** START Page **
If I buy a disk version of something and the disk breaks, I have already paid for the software. I can legally redownload it if I had already purchased it.

Although you CAN pirate, and most people do.. they are different things entirely.

LOL OMG my account still works... and yeah I had to try to recall my password but I manage to logged in on the first try... Member since: June 2nd 2007

No, that was a new creation under a new team using the same database before Demonoid originally went down. They are trying to create a new name for themselves, and they simply just borrowed all the old code/data from the backup.

The true Demonoid tracker has been coming online for a few months now but the website was always coming soon. This is the real deal.

greenwizard88 said,
What in the world does that mean? It wasn't cloud based before?

in 2012 it was server based... now it's like out in the cloud man. In. The. Cloud. Dig it? No servers involved. Just fluffy clouds...

Who doesn't like clouds?

Pass the Cheetos.

greenwizard88 said,

What in the world does that mean? It wasn't cloud based before?

I'm confused on this as well, it was already running on web servers. So what, they migrated all the data to a third party for hosting? That would seem dumb. Can someone please clarify?
** END Page **
** START Information provided **
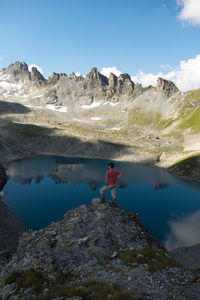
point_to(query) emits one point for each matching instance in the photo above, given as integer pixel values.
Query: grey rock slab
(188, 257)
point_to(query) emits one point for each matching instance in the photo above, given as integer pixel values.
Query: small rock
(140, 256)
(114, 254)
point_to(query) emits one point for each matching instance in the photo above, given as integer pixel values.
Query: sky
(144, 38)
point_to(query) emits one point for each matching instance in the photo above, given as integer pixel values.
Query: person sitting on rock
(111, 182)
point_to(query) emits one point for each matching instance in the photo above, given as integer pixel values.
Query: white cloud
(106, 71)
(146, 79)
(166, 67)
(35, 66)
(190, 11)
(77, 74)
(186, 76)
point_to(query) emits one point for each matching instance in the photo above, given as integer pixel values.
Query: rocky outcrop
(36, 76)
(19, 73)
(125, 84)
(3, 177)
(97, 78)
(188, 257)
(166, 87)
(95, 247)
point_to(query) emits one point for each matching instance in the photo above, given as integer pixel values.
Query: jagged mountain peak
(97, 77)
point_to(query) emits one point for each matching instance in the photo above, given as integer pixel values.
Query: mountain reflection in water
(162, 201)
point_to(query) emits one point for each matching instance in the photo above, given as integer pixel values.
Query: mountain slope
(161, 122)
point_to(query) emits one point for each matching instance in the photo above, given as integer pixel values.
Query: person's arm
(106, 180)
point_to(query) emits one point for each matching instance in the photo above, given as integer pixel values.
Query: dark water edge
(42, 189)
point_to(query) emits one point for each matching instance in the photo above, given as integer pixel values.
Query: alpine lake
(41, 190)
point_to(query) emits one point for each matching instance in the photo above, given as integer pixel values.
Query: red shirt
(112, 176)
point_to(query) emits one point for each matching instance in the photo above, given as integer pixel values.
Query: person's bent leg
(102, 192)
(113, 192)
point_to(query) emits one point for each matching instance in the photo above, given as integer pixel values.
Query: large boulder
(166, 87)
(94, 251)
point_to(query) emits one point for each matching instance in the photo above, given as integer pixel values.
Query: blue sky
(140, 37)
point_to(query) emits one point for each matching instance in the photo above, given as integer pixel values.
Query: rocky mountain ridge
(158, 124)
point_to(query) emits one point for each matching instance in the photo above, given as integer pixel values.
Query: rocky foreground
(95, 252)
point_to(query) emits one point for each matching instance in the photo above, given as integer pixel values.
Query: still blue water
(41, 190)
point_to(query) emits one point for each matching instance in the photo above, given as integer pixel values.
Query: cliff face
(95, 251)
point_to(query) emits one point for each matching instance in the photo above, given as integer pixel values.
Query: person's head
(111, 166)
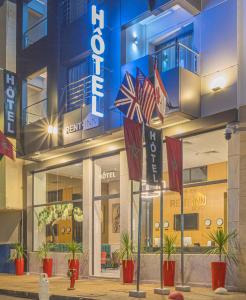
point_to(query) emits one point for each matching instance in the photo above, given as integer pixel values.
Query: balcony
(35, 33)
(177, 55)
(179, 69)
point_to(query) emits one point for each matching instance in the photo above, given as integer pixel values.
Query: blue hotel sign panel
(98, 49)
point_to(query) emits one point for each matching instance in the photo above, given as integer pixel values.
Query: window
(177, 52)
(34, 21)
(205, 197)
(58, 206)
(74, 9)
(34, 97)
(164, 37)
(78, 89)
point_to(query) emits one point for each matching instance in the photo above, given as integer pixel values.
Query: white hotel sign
** END Information provided **
**The task:** Please give the "Member since" date that appears in the Demonoid thread. The listing is separate material from the Demonoid thread.

**In response:** June 2nd 2007